__EXERCISE BRIEF__. Turn the lines below into a numbered list, omitting any blank lines and leaving the pictures out.
[SUPPLIED DATA start]
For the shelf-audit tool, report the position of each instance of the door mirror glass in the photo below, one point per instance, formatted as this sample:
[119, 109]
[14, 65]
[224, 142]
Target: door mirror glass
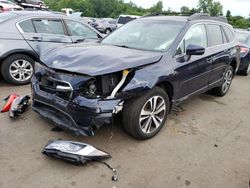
[195, 36]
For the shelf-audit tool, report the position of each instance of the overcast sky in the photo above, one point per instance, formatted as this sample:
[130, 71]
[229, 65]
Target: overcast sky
[237, 7]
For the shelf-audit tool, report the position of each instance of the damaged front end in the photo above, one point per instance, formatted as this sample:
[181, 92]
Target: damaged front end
[77, 103]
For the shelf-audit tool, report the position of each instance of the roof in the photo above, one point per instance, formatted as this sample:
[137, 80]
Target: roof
[193, 17]
[36, 13]
[166, 18]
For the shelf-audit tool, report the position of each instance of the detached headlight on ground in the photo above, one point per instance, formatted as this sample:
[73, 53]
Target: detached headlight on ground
[75, 152]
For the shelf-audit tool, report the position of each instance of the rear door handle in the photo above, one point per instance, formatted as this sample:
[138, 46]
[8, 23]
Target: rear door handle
[36, 38]
[210, 59]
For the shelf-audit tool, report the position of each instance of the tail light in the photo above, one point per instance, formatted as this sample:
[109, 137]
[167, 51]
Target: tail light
[244, 51]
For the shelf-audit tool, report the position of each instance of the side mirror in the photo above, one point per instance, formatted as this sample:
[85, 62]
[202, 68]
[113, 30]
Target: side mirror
[195, 50]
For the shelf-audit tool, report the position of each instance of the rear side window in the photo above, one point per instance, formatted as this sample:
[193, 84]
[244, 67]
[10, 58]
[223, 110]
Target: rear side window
[48, 26]
[215, 35]
[27, 26]
[229, 33]
[196, 36]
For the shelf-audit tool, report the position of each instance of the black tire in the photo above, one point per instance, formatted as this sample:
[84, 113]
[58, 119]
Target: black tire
[221, 90]
[107, 31]
[8, 64]
[132, 112]
[246, 71]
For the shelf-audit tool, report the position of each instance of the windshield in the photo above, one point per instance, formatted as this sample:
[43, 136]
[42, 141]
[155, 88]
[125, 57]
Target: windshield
[6, 16]
[243, 38]
[145, 35]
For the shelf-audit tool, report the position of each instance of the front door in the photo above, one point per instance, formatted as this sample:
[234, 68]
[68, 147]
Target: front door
[192, 72]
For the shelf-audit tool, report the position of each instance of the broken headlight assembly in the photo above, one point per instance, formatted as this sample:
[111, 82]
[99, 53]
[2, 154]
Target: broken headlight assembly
[105, 86]
[74, 152]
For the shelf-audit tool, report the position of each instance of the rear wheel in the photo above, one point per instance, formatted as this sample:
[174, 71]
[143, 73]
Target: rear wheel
[227, 80]
[18, 69]
[144, 117]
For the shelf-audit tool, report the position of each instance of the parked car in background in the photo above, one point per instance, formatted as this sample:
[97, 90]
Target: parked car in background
[123, 19]
[244, 40]
[144, 69]
[106, 25]
[30, 33]
[8, 6]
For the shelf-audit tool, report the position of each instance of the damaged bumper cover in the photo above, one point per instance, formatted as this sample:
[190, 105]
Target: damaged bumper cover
[79, 115]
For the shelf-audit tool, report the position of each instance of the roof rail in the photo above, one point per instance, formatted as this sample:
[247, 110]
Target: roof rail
[167, 14]
[198, 16]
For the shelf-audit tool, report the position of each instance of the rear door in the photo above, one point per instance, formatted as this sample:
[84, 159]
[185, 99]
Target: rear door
[219, 53]
[43, 34]
[192, 73]
[80, 32]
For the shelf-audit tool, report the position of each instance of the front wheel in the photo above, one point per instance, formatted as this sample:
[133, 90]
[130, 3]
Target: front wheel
[144, 117]
[227, 80]
[246, 71]
[18, 69]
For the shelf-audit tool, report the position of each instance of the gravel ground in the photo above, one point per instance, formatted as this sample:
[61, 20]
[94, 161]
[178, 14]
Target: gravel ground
[204, 145]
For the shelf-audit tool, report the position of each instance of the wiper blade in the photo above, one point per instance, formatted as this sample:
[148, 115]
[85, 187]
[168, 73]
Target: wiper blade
[122, 46]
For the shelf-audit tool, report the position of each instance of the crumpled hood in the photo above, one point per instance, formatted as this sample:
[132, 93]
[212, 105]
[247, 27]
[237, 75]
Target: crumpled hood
[97, 59]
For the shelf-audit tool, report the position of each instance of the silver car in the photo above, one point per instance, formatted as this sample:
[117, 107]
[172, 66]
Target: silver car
[106, 25]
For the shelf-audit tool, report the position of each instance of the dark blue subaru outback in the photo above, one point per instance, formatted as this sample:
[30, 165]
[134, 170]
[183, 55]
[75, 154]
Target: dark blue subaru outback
[142, 70]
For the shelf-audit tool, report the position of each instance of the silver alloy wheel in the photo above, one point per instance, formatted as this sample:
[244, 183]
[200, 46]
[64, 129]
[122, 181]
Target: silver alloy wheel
[152, 114]
[21, 70]
[228, 77]
[248, 69]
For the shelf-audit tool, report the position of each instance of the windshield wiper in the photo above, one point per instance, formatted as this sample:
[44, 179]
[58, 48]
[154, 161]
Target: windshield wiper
[122, 46]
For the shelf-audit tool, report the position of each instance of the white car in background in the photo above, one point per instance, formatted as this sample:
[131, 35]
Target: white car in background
[123, 19]
[8, 6]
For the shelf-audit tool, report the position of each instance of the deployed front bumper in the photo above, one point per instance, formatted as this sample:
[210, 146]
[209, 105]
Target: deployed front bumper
[78, 115]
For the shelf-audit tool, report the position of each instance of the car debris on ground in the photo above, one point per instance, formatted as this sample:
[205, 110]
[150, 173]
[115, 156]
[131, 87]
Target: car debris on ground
[SUPPLIED DATA end]
__RESPONSE__.
1. For the shelf-audit tool, report the position of each instance of the door mirror glass in the photo below, one point per instance, formatted as this sample:
2. [119, 109]
3. [14, 65]
4. [224, 142]
5. Target: door mirror glass
6. [195, 36]
7. For the shelf-audit tool, report the position of each instance of the overcast sky in the photo above, one point per instance, formatted as this sample:
8. [130, 71]
9. [229, 65]
10. Target: overcast sky
11. [237, 7]
12. For the shelf-audit tool, report the position of each instance of the damaged front end in the photo above, one point per instance, formatted as this sample:
13. [181, 92]
14. Target: damaged front end
15. [77, 103]
16. For the shelf-audit tool, report the position of each instance of the roof in the photo above, one point per instance, formatted as this sample:
17. [137, 80]
18. Target: roof
19. [193, 17]
20. [36, 13]
21. [166, 18]
22. For the shelf-audit tool, report the position of each instance of the detached headlight on ground in the photo above, one point per instance, formatted as this sample:
23. [73, 53]
24. Target: detached headlight on ground
25. [75, 152]
26. For the shelf-audit tool, report the position of each instance of the rear door handle in the photo above, one point per instance, formatted as this sample:
27. [138, 46]
28. [8, 23]
29. Target: rear door handle
30. [36, 38]
31. [210, 59]
32. For the shelf-audit tool, report the position of each instance of the tail light in the photo above, one point per instance, formatted as this sample:
33. [109, 137]
34. [167, 51]
35. Target: tail light
36. [244, 51]
37. For the shelf-audit tool, report the position of each instance of the side mirror in the photo above, one point per instance, formatted as this sample:
38. [85, 62]
39. [202, 68]
40. [113, 30]
41. Target: side mirror
42. [195, 50]
43. For the shelf-audit tool, report the position of each instance of the rear side window in the photo above, one point per instance, formatted as this sample:
44. [193, 84]
45. [244, 67]
46. [10, 58]
47. [223, 110]
48. Target: rear side window
49. [48, 26]
50. [215, 35]
51. [27, 26]
52. [229, 33]
53. [196, 36]
54. For the shelf-audit tool, report the position of each instance of the black tire in the photo above, one point per instance, formatted as this sample:
55. [84, 113]
56. [58, 119]
57. Target: black tire
58. [221, 90]
59. [107, 31]
60. [8, 64]
61. [132, 112]
62. [246, 71]
63. For the shelf-audit tool, report the position of each instance of the windshield in the photo above, one point per instance, formatted as this sample:
64. [43, 136]
65. [42, 141]
66. [155, 88]
67. [125, 57]
68. Target: windshield
69. [6, 16]
70. [243, 38]
71. [145, 35]
72. For the shelf-audit tool, report the position of each instance of the front door in the photo above, one point per instance, formatted as this sample:
73. [234, 68]
74. [68, 147]
75. Target: front door
76. [192, 72]
77. For the shelf-audit tool, report the position of each instance of the broken headlight assembly in the photo above, one point per instance, formatted as this sample:
78. [111, 82]
79. [99, 53]
80. [2, 154]
81. Target: broken headlight assembly
82. [105, 86]
83. [74, 152]
84. For the shelf-audit tool, report the position of each instance of the rear wheel in the photo above, one point per instance, formatted as this sample:
85. [174, 71]
86. [143, 73]
87. Target: rear wheel
88. [227, 80]
89. [18, 69]
90. [144, 117]
91. For the shelf-audit tool, report the position of each instance of the parked car in background in the photo above, one point per instance, formatted as this sample:
92. [97, 90]
93. Target: parked car in background
94. [123, 19]
95. [244, 40]
96. [144, 69]
97. [106, 25]
98. [30, 33]
99. [8, 6]
100. For the shelf-audit tool, report the position of each instance of the damaged bumper cover in the photo above, one point per instance, formatted as this sample:
101. [190, 105]
102. Target: damaged bumper cover
103. [79, 115]
104. For the shelf-audit tool, report the position of each instance of the roof rail in the photo above, one point per instance, formatted as this sample:
105. [247, 110]
106. Target: roof rail
107. [167, 14]
108. [198, 16]
109. For the shelf-audit tool, report the position of each instance of the rear door in the photo above, one point per instance, formatted as this sample:
110. [84, 159]
111. [185, 99]
112. Target: rear door
113. [219, 53]
114. [43, 34]
115. [192, 73]
116. [80, 32]
117. For the shelf-audit tool, report the position of each instance of the front wheel in the photo above, one point per instance, formatted as this sample:
118. [133, 90]
119. [130, 3]
120. Target: front wheel
121. [144, 117]
122. [227, 80]
123. [246, 71]
124. [18, 69]
125. For the shelf-audit tool, report the position of each instance of the gravel ground in the photo above, one point per instance, formatted as this sample:
126. [61, 20]
127. [94, 161]
128. [178, 14]
129. Target: gravel ground
130. [204, 145]
131. For the shelf-audit tool, report the position of each instance of the wiper blade in the photo above, one point per instance, formatted as this sample:
132. [148, 115]
133. [85, 187]
134. [168, 73]
135. Target: wiper blade
136. [122, 46]
137. For the shelf-audit tool, report the position of each instance of the crumpled hood in the photo above, one point per instance, formatted as this sample:
138. [132, 93]
139. [212, 105]
140. [247, 27]
141. [237, 75]
142. Target: crumpled hood
143. [97, 59]
144. For the shelf-audit tool, report the position of each instance of the silver car in the photo above, one point per instance, formatted as this sample:
145. [117, 107]
146. [172, 66]
147. Target: silver car
148. [106, 25]
149. For the shelf-audit tool, report the position of each instance of the dark blue subaru outback in the photo above, one point per instance, formatted as this sample:
150. [30, 165]
151. [134, 170]
152. [183, 55]
153. [75, 154]
154. Target: dark blue subaru outback
155. [142, 70]
156. For the shelf-audit tool, report the position of each instance of the silver alloy wheel in the photo above, one point per instance, formatted as this sample:
157. [244, 183]
158. [200, 46]
159. [64, 129]
160. [122, 181]
161. Target: silver alloy wheel
162. [152, 114]
163. [21, 70]
164. [228, 77]
165. [248, 69]
166. For the shelf-audit tool, report the position of each instance of the windshield wiper in the photo above, one point per instance, formatted as this sample:
167. [44, 179]
168. [58, 48]
169. [154, 161]
170. Target: windshield wiper
171. [122, 46]
172. For the shelf-audit tool, report the position of each instance of the white car in background in the photo above, one point per instance, formatted as this sample:
173. [131, 35]
174. Target: white car in background
175. [123, 19]
176. [8, 6]
177. For the shelf-audit tool, report the position of each instance of the deployed front bumper in the photo above, one point per instance, formatted as this sample:
178. [210, 146]
179. [209, 105]
180. Target: deployed front bumper
181. [78, 115]
182. For the shelf-audit tool, report the position of each instance of the car debris on ground in the photo above, one point per instance, formatted as this sample:
183. [205, 110]
184. [150, 173]
185. [115, 156]
186. [131, 87]
187. Target: car debris on ground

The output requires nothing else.